Report each line from the entries in which "hull" can be found.

Data shown section start

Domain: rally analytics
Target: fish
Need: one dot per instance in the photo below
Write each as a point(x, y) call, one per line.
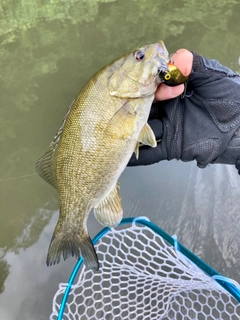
point(103, 127)
point(173, 76)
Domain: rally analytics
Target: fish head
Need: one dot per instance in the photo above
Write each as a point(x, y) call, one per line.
point(137, 73)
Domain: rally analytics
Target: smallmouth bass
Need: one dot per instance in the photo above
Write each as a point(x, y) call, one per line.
point(103, 127)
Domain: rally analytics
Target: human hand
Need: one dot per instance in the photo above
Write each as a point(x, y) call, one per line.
point(203, 124)
point(183, 59)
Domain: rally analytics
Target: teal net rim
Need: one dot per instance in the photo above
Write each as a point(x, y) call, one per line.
point(228, 284)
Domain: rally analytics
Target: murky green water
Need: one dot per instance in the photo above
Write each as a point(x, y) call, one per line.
point(48, 51)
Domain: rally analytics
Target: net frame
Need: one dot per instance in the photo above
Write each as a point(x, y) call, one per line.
point(229, 285)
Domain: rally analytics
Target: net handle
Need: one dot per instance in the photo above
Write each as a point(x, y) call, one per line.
point(223, 281)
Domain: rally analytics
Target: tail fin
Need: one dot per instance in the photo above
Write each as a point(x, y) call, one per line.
point(70, 245)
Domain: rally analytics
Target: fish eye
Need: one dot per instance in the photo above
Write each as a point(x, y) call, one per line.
point(139, 55)
point(167, 76)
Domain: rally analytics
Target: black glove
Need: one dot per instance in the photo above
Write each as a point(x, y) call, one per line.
point(203, 125)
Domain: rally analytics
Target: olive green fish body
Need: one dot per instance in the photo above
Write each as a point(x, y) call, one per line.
point(100, 132)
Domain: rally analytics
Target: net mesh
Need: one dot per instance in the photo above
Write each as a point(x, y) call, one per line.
point(141, 276)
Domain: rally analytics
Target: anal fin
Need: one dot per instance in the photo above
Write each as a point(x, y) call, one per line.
point(109, 211)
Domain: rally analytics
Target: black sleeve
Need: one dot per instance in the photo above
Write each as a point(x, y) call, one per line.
point(212, 112)
point(201, 125)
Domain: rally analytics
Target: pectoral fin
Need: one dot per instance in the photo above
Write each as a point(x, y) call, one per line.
point(147, 136)
point(45, 167)
point(109, 211)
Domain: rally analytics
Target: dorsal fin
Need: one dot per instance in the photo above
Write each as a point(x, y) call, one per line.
point(46, 166)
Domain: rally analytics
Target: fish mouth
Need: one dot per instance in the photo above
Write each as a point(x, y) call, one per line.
point(163, 69)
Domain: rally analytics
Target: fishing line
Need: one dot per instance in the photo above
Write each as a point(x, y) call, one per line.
point(18, 177)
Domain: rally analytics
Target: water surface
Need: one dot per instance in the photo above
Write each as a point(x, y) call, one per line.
point(48, 51)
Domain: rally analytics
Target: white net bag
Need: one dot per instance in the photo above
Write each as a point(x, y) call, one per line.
point(142, 276)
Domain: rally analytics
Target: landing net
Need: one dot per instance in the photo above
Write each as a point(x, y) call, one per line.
point(145, 274)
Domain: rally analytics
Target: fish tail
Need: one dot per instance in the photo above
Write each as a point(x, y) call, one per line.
point(70, 245)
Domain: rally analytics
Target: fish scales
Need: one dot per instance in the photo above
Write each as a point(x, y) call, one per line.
point(102, 129)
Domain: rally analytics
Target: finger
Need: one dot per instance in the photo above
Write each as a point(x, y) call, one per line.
point(165, 92)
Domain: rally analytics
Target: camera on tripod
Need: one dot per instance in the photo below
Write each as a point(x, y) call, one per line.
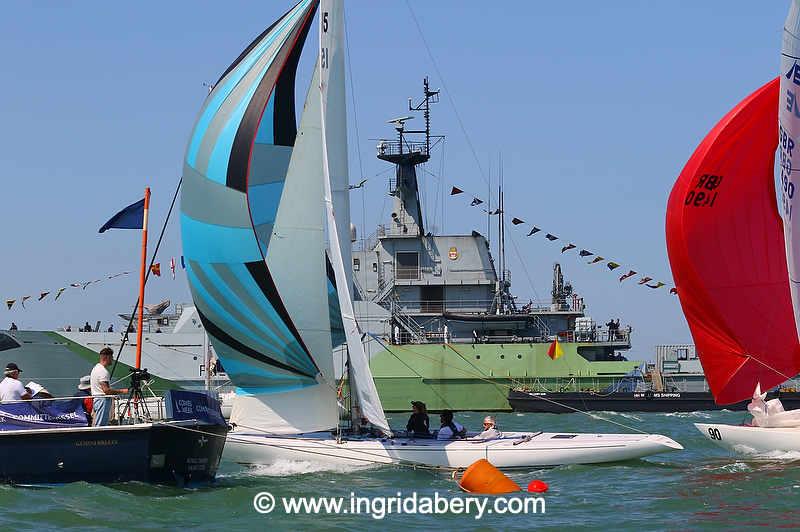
point(139, 377)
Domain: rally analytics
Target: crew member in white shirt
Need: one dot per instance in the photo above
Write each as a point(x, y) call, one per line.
point(450, 430)
point(99, 379)
point(10, 387)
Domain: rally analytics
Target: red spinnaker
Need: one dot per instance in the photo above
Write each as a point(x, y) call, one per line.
point(727, 253)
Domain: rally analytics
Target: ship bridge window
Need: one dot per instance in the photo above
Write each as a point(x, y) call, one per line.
point(407, 265)
point(6, 343)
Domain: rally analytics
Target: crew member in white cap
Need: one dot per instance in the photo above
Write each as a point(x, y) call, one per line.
point(490, 431)
point(10, 387)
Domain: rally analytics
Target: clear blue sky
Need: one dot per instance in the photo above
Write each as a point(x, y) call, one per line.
point(594, 106)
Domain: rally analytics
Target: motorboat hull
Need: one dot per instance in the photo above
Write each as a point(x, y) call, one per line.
point(515, 450)
point(171, 452)
point(752, 440)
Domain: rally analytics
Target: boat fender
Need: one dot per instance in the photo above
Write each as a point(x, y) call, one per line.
point(484, 478)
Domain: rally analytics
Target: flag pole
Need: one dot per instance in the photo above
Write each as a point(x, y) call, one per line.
point(142, 276)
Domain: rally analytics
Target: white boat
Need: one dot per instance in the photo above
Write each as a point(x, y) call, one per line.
point(259, 197)
point(514, 450)
point(735, 255)
point(747, 439)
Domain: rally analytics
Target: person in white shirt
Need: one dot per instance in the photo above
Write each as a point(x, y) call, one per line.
point(10, 387)
point(450, 430)
point(99, 380)
point(490, 431)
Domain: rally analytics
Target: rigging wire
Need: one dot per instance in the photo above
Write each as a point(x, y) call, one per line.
point(449, 97)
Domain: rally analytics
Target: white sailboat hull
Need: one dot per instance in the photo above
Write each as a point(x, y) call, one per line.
point(530, 450)
point(752, 440)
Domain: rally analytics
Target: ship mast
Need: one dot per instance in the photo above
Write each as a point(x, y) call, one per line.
point(406, 154)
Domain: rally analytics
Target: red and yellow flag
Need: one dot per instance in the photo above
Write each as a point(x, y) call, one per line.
point(555, 351)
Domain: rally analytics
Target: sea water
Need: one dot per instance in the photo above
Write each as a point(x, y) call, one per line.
point(703, 486)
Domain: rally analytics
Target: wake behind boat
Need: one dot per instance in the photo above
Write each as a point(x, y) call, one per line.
point(258, 196)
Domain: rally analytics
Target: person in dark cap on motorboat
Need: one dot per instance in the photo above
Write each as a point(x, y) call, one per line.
point(450, 429)
point(418, 424)
point(11, 389)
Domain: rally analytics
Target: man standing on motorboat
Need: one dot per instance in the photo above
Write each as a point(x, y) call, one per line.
point(100, 378)
point(10, 387)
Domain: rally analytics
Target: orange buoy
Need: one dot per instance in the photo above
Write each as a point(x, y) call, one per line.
point(537, 486)
point(482, 477)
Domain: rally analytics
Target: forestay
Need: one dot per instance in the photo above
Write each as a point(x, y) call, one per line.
point(334, 136)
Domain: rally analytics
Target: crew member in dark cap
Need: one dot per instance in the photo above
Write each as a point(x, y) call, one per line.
point(450, 429)
point(419, 424)
point(10, 387)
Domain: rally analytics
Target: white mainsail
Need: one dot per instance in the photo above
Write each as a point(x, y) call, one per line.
point(299, 272)
point(789, 151)
point(334, 136)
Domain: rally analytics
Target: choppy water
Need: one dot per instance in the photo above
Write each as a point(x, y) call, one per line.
point(701, 487)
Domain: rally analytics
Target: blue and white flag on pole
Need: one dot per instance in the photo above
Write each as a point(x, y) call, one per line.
point(131, 217)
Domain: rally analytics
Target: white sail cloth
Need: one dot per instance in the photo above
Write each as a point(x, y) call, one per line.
point(299, 272)
point(788, 149)
point(770, 414)
point(334, 151)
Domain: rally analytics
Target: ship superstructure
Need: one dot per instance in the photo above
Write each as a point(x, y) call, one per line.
point(445, 327)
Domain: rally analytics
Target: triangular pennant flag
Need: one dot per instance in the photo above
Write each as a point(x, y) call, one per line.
point(555, 350)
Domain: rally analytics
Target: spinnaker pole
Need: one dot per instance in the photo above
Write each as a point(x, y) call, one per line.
point(142, 277)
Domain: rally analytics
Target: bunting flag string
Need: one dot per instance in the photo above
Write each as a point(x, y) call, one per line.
point(43, 294)
point(583, 252)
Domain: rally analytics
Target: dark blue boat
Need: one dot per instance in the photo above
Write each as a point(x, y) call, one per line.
point(45, 442)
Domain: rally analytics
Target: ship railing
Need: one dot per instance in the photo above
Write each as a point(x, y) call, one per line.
point(395, 147)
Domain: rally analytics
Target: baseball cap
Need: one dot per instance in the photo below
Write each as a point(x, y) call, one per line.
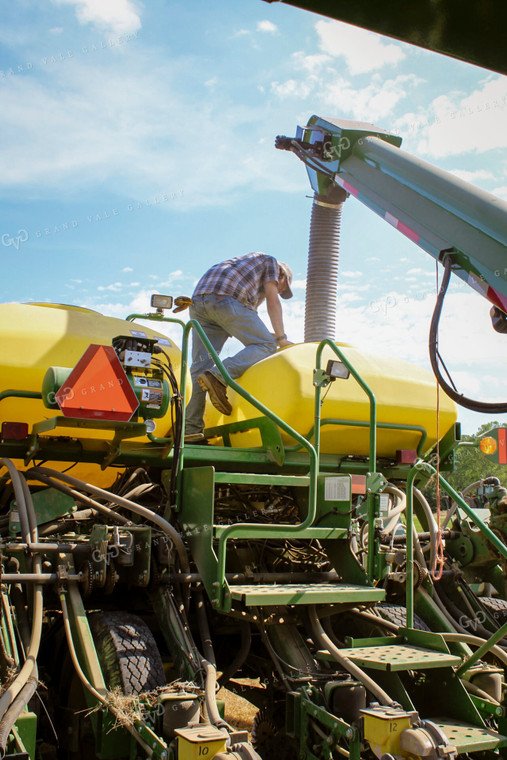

Data shown section end

### Written response
Target: motorboat hull
Target: white sailboat hull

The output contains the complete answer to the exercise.